(Natural-language object grounding data)
+-------+

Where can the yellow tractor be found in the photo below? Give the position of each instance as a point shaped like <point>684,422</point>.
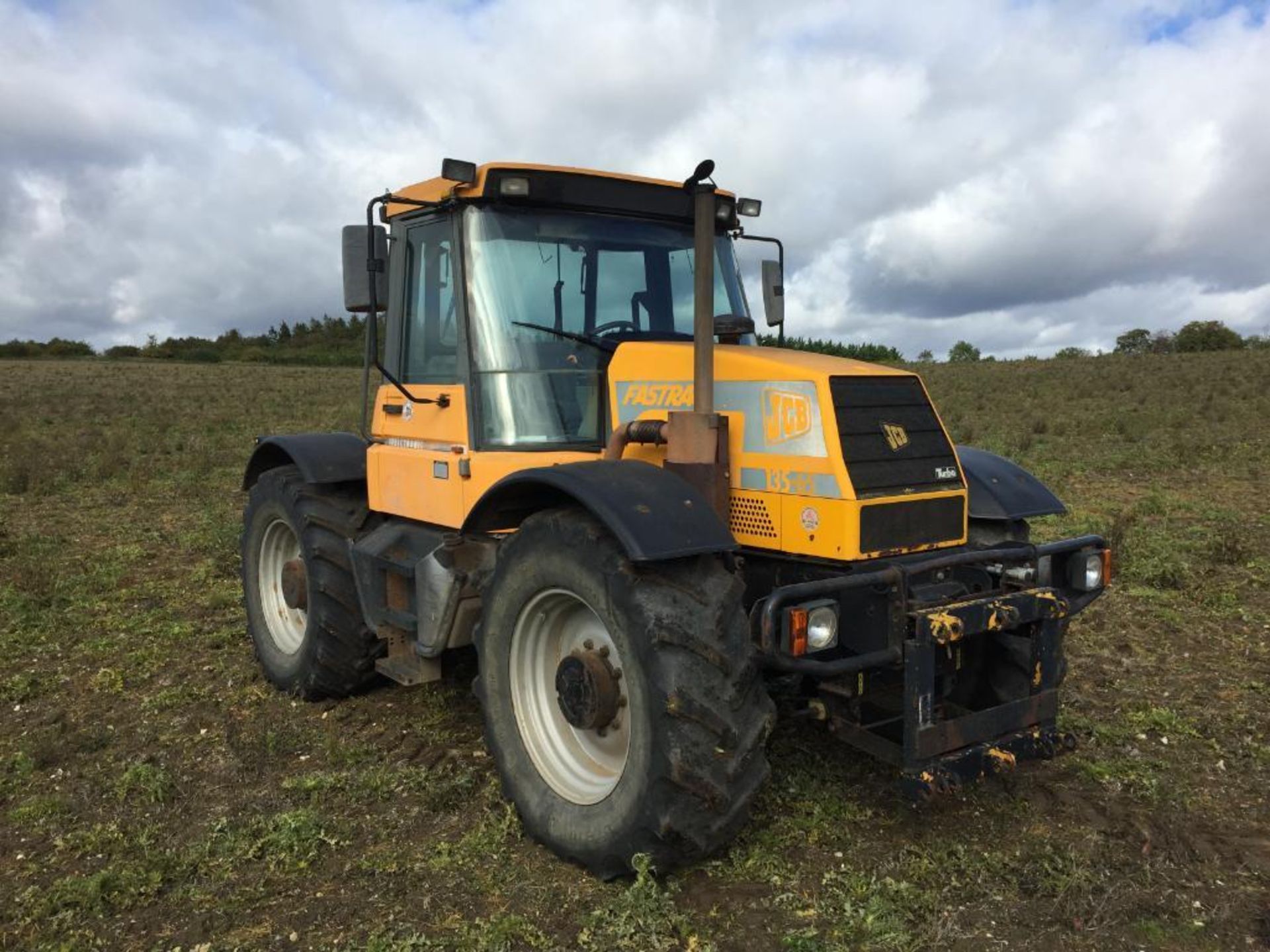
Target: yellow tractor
<point>581,462</point>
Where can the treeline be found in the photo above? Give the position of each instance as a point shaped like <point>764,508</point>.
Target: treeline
<point>334,342</point>
<point>1193,338</point>
<point>339,342</point>
<point>873,353</point>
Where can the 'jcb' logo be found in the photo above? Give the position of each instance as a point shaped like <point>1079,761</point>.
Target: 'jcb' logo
<point>897,437</point>
<point>785,415</point>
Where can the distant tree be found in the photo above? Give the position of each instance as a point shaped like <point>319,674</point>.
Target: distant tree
<point>60,347</point>
<point>963,352</point>
<point>1134,342</point>
<point>1206,335</point>
<point>875,353</point>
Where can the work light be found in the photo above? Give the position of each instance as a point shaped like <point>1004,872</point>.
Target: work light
<point>459,171</point>
<point>515,186</point>
<point>1085,571</point>
<point>822,627</point>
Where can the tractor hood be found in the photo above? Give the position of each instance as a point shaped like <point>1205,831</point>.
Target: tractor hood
<point>814,440</point>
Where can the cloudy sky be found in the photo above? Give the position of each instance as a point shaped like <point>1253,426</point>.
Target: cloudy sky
<point>1027,175</point>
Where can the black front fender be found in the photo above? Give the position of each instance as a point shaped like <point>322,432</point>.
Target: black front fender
<point>1000,489</point>
<point>653,513</point>
<point>320,457</point>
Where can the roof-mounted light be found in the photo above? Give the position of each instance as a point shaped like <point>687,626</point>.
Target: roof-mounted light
<point>513,187</point>
<point>459,171</point>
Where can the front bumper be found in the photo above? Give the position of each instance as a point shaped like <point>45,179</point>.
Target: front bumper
<point>934,742</point>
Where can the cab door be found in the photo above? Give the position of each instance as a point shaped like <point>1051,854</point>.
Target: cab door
<point>413,467</point>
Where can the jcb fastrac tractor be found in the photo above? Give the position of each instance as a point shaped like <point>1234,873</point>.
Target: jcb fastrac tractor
<point>581,462</point>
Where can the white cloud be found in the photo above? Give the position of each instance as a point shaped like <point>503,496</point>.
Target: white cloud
<point>1024,175</point>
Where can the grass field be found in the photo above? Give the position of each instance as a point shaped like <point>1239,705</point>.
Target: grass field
<point>155,793</point>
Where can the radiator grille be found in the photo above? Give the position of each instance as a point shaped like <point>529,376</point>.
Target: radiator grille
<point>922,522</point>
<point>748,516</point>
<point>869,408</point>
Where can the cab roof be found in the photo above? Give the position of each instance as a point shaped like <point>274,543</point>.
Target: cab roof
<point>440,190</point>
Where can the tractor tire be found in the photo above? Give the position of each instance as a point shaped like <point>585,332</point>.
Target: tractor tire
<point>320,647</point>
<point>671,763</point>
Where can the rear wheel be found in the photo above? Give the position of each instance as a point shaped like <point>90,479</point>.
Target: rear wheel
<point>621,703</point>
<point>298,587</point>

+-------+

ACTIVITY: Output the whole of the data, unchanged; keep the pictures out.

SOLUTION TO THIS TASK:
Where can the yellow tractor be found in the photo below? Give the position of each instance as a point shaped like <point>684,422</point>.
Target: yellow tractor
<point>581,462</point>
Where can the treeline be found in the photo above? Give the position of each instance as a point shaped like <point>764,508</point>.
Target: treeline
<point>334,342</point>
<point>1193,338</point>
<point>339,342</point>
<point>873,353</point>
Where can the 'jcb' logo be found in the photo above? Give the position of each instance as a point shaped like <point>1079,761</point>.
Target: 'jcb' logo
<point>897,437</point>
<point>785,415</point>
Where can the distant tree be found in the photo above? Give the position of each instance as a point shaped like <point>319,674</point>.
Target: distant tree
<point>60,347</point>
<point>963,352</point>
<point>1134,342</point>
<point>1206,335</point>
<point>875,353</point>
Where can the work light be found in the photo above? Give the position of each instance as a point shaped like <point>1004,872</point>.
Target: work light
<point>459,171</point>
<point>515,186</point>
<point>1085,571</point>
<point>822,627</point>
Where can the tractor hood be found in the photo above? Give the position of each instance as a point shaped like <point>1205,831</point>.
Target: tractor hood
<point>814,440</point>
Where can the cloudy sky be found in the photo above? Give the position of each instance as a point shaped like <point>1253,426</point>.
Target: cloudy sky
<point>1027,175</point>
Where can the black front fender be found in the photo above? Give the position of each instance as a point shaped like <point>322,432</point>.
Target: black front fender
<point>1000,489</point>
<point>653,513</point>
<point>320,457</point>
Where can the roof-mounted light be found in the photo above? Give the position of each instance as a point shaped like <point>687,626</point>.
Target: roof-mounted light
<point>513,187</point>
<point>459,171</point>
Where can the front bumper be found in the photo above? Give the position of each instance as a point shaped like <point>45,179</point>.
Target: front bumper
<point>934,742</point>
Where can the cab door be found in the photo above? Give the position of each instance as a point shaped like <point>1051,854</point>.
Target: cab door
<point>413,467</point>
Where can the jcb fastrac tractor be found in the photo above? Give the position of each instance as a point shaped like <point>1234,873</point>.
Target: jcb fastrac tractor
<point>581,462</point>
Where can the white cloud be found in the photo above? Give the position of each instance as a point shaped like <point>503,496</point>.
Target: white cloud
<point>1024,175</point>
Where can the grass field be found in the photo above? Give the position of each instance as a point shaped like <point>1239,705</point>.
Target: grass field
<point>155,793</point>
Where can the radiator grille be found in the photo above? Give the position of each instance as a point shaped like <point>529,376</point>.
Target: radiator grille
<point>922,522</point>
<point>748,516</point>
<point>869,408</point>
Where can the cab roof be found in the photo above? Give the position of each instance as a point shaped like <point>274,543</point>.
Target: cab roof
<point>440,190</point>
Where can the tractor tire be found in the photo above? Give the position of each instance as a point shaped like <point>585,332</point>.
Target: tractor tire
<point>320,647</point>
<point>671,763</point>
Where can the rear wheel be found in the photo above? Give the position of each instance as a point shaped like <point>90,479</point>.
Target: rear wheel
<point>621,703</point>
<point>298,587</point>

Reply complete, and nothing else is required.